* _Testo originale_:
____________________
Eppure per anni la gran parte di noi si è fatta persuadere dell’inevitabilità se non addirittura della desiderabilità dei questi effetti collaterali del progresso, della globalizzazione, fenomeno a alto contenuto ideologico se ha trasformato l’internazionalismo nel cosmopolitismo per pochi che va dalla cucina fusion all’Erasmus, del primato della scienza che contrasta le malattie, dell’egemonia digitale, insomma di quella parvenza di onnipotenza virtuale che ci è stata concessa a fonte dell’impotenza concreta che abbiamo sperimentato i questi mesi.
E così d’improvviso, anche se c’erano tutti i segnali, ci siamo ritrovati come i cenciosi del lumpenproletariat, un ceto senza identità di classe, privo di coscienza politica, disorganizzato e condannato a trarre il suo reddito da occupazioni occasionali che talvolta sconfinano nell’illegalità e per le quali, come per il cottimo soggetto al caporalato, la salute diventa il bene primario, in nome del quale è necessaria la rinuncia a altri diritti diventati secondari, istruzione, lavoro, la cessione di spazi di autonomia e libertà.
____________________
* _Consegna_: Ricopia dal testo originale il passo che parte dalle parole «Eppure per anni» e si ferma dopo «i questi mesi.».
____________________
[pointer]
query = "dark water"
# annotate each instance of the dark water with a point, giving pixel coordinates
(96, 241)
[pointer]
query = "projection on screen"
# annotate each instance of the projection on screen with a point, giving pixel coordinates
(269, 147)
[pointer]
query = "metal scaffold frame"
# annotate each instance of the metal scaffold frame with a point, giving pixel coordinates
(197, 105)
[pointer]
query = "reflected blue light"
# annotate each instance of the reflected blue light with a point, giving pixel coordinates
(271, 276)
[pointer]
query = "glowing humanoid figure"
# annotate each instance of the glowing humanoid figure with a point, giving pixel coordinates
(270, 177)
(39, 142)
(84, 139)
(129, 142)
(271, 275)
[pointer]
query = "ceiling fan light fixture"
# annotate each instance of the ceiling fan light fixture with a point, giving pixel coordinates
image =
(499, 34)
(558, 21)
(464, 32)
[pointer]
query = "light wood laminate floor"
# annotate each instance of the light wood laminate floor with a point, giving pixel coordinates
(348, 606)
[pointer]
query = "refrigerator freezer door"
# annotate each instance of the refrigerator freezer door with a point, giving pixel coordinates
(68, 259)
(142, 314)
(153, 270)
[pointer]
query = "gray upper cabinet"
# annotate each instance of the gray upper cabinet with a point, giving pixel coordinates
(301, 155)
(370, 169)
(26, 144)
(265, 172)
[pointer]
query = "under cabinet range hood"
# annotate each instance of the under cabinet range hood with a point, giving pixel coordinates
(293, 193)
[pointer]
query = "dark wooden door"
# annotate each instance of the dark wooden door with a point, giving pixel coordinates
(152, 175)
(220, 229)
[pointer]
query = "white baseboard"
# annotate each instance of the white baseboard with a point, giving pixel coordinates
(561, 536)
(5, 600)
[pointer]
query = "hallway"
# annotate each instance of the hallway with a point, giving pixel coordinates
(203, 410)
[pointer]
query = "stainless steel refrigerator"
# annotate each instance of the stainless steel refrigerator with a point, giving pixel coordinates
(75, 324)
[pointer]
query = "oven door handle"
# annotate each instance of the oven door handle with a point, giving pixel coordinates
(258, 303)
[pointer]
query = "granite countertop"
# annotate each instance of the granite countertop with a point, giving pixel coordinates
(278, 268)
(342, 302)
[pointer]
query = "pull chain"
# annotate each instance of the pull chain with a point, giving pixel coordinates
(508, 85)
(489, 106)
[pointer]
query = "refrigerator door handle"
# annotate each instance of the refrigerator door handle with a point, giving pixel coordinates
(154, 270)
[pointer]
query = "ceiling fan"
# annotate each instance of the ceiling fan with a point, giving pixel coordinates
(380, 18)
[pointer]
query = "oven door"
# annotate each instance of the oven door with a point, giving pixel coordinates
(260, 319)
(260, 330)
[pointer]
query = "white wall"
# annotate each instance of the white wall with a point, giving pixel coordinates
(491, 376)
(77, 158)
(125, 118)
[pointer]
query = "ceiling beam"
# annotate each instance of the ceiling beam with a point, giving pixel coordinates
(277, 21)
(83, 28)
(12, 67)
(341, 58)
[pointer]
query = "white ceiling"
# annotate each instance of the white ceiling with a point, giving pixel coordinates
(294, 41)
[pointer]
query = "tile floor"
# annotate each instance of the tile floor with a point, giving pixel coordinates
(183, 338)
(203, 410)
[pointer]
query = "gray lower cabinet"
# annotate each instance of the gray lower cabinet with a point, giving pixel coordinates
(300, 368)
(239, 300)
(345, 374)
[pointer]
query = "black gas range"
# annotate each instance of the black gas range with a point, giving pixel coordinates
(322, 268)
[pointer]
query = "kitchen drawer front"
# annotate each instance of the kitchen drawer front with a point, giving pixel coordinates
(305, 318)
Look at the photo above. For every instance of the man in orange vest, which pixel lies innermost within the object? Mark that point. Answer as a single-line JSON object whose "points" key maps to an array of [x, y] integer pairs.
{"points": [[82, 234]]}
____________________
* _Soluzione_:
Eppure per anni la gran parte di noi si è fatta persuadere dell’inevitabilità se non addirittura della desiderabilità dei questi effetti collaterali del progresso, della globalizzazione, fenomeno a alto contenuto ideologico se ha trasformato l’internazionalismo nel cosmopolitismo per pochi che va dalla cucina fusion all’Erasmus, del primato della scienza che contrasta le malattie, dell’egemonia digitale, insomma di quella parvenza di onnipotenza virtuale che ci è stata concessa a fonte dell’impotenza concreta che abbiamo sperimentato i questi mesi.